Update the data below by changing every "pin" to "marker", and write out all the lines again with nothing else changed.

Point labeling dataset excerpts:
════════

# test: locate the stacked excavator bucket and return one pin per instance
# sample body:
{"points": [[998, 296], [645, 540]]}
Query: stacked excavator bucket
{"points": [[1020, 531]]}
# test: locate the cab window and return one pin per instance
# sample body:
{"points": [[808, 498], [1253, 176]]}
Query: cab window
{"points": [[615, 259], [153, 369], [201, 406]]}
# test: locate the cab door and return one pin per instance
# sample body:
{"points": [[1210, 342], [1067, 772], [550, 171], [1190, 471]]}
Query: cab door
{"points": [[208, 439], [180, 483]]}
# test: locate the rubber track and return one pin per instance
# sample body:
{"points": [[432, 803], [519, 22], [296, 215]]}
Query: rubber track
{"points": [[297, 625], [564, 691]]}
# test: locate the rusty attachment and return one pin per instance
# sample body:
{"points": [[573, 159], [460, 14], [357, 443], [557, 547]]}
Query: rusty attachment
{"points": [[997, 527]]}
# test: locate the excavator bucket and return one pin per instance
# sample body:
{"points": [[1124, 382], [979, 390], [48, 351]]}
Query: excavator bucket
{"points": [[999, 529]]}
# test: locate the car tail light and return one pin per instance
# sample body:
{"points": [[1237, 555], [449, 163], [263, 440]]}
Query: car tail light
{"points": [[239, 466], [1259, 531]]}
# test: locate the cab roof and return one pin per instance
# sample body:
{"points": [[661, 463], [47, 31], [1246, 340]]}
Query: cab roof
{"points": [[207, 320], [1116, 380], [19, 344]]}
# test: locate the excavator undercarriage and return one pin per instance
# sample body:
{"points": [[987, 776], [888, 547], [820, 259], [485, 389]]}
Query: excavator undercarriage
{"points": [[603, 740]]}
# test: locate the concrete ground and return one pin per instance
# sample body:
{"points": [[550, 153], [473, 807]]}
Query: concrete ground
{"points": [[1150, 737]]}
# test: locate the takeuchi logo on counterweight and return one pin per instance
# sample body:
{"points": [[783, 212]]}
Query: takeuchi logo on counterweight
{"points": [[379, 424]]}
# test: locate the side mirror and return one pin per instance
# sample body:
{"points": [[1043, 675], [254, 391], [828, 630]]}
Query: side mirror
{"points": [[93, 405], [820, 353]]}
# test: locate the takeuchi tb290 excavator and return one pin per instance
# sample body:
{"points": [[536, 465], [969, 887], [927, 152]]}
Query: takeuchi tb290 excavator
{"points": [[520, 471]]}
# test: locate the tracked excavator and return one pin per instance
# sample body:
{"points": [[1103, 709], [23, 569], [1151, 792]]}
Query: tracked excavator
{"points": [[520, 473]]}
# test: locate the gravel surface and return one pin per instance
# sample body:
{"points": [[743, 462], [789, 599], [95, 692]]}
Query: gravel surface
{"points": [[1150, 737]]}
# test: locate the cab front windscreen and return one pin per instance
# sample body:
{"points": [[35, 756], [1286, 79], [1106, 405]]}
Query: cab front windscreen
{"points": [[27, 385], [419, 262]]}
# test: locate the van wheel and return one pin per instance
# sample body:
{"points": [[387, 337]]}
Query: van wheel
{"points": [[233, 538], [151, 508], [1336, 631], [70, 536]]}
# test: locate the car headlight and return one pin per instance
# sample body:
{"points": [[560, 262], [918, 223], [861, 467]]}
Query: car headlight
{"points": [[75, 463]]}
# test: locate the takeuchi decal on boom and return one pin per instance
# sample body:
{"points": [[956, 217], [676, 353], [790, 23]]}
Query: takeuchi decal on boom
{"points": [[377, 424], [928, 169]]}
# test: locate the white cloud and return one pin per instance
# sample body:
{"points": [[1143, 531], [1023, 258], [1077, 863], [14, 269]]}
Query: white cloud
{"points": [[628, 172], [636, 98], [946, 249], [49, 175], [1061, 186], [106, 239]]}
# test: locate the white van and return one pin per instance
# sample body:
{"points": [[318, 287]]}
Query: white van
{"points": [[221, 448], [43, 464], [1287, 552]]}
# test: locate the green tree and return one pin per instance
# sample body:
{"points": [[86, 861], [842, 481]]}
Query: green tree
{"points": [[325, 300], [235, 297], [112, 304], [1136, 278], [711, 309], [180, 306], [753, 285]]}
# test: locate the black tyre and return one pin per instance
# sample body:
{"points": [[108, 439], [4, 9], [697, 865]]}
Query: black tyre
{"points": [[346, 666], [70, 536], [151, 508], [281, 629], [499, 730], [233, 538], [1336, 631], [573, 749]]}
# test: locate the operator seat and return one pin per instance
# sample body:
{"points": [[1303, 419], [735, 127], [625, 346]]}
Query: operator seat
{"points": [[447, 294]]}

════════

ANSWER BELOW:
# test: locate the stacked excavator bucket and return one marker per instance
# sample body:
{"points": [[998, 296], [645, 540]]}
Query: stacked excavator bucket
{"points": [[1020, 531]]}
# test: locate the cab window and return one marker per instance
# sample body:
{"points": [[808, 498], [1253, 176]]}
Query: cab window
{"points": [[615, 259], [153, 369], [201, 406]]}
# test: locate the cab door and return one marker per instance
# sample body:
{"points": [[1210, 342], [1067, 772], [550, 171], [1190, 471]]}
Query: cab door
{"points": [[208, 439], [180, 483]]}
# test: locate the rubber track and return one marker per instance
# sample body:
{"points": [[432, 803], [519, 22], [296, 215]]}
Query: rubber track
{"points": [[297, 625], [564, 691]]}
# test: locate the rusty attachment and return one marker per instance
# sample body:
{"points": [[573, 159], [460, 14], [357, 443], [557, 547]]}
Query: rusty attachment
{"points": [[997, 527]]}
# test: locate the excavator bucket and return one marker per instance
# sample body:
{"points": [[1124, 382], [979, 390], [48, 351]]}
Query: excavator bucket
{"points": [[999, 529]]}
# test: locate the car tail light and return one marker per instance
# sample body:
{"points": [[1237, 555], [449, 163], [263, 440]]}
Query: car tail light
{"points": [[239, 466], [1259, 531]]}
# test: locate the cab roof and return one marker per instance
# sample body:
{"points": [[661, 463], [47, 31], [1246, 340]]}
Query: cab roof
{"points": [[207, 320], [1116, 380], [19, 344]]}
# test: locate the excavator undercarriage and return one marker per instance
# sample body:
{"points": [[987, 776], [888, 547], [820, 259], [485, 389]]}
Query: excavator undercarriage
{"points": [[603, 740]]}
# test: locate the concrete ground and return one marker per instance
# sample body:
{"points": [[550, 153], [473, 807]]}
Query: concrete ground
{"points": [[1150, 737]]}
# test: locate the takeuchi logo on counterweight and return one marker per instance
# sample body:
{"points": [[783, 212]]}
Query: takeuchi logo on counterweight
{"points": [[379, 424]]}
# test: locate the side mirror and return one marker per instance
# sample body:
{"points": [[1043, 675], [254, 391], [828, 630]]}
Query: side mirror
{"points": [[93, 405], [820, 353]]}
# test: locate the takeuchi tb290 excavator and return one marker per instance
# sample body:
{"points": [[536, 465], [969, 887], [927, 152]]}
Query: takeuchi tb290 excavator
{"points": [[520, 471]]}
# test: locate the tracked excavator and return one marker per instance
# sample body:
{"points": [[1103, 709], [23, 569], [1151, 792]]}
Query: tracked excavator
{"points": [[520, 473]]}
# test: locate the gravel surface and return one marker per instance
# sample body:
{"points": [[743, 462], [789, 599], [95, 692]]}
Query: gravel surface
{"points": [[1150, 737]]}
# test: locate the cab front windscreen and return one marker per instance
# sample body:
{"points": [[35, 756], [1286, 79], [1106, 405]]}
Query: cab front windscreen
{"points": [[27, 385], [419, 262]]}
# test: locate the van wheel and return one marker per instance
# sample body:
{"points": [[387, 337]]}
Query: van wheel
{"points": [[233, 538], [151, 508], [1336, 631], [70, 536]]}
# test: locate the car headlight and return one marker per instance
# sample body:
{"points": [[560, 262], [918, 223], [861, 467]]}
Query: car headlight
{"points": [[75, 463]]}
# test: locate the takeuchi decal on boom and return one marker per instance
# sample body:
{"points": [[956, 217], [676, 353], [790, 23]]}
Query: takeuchi decal on boom
{"points": [[377, 424], [928, 169]]}
# test: locate the white cloud and return one marker per instance
# sample body:
{"points": [[1143, 531], [1023, 258], [1077, 863], [14, 269]]}
Query: white cloud
{"points": [[628, 172], [636, 98], [946, 249], [49, 175], [1061, 186], [106, 239]]}
# test: locate the white van and return one marker per instance
# sample body:
{"points": [[318, 287]]}
Query: white van
{"points": [[221, 448], [43, 464], [1287, 552]]}
# test: locate the green tree and return one marker per instance
# sample body:
{"points": [[86, 861], [842, 481]]}
Query: green tree
{"points": [[325, 300], [235, 297], [112, 304], [1136, 278], [711, 309], [180, 306], [753, 285]]}
# test: locate the black tyre and return one marker per instance
# sample body:
{"points": [[108, 439], [4, 9], [697, 865]]}
Query: black tyre
{"points": [[346, 666], [70, 536], [151, 508], [281, 629], [499, 730], [233, 538], [1336, 631], [573, 749]]}
# test: locate the operator seat and return one marker per instance
# sample body:
{"points": [[1303, 419], [735, 127], [625, 346]]}
Query: operator seat
{"points": [[447, 294]]}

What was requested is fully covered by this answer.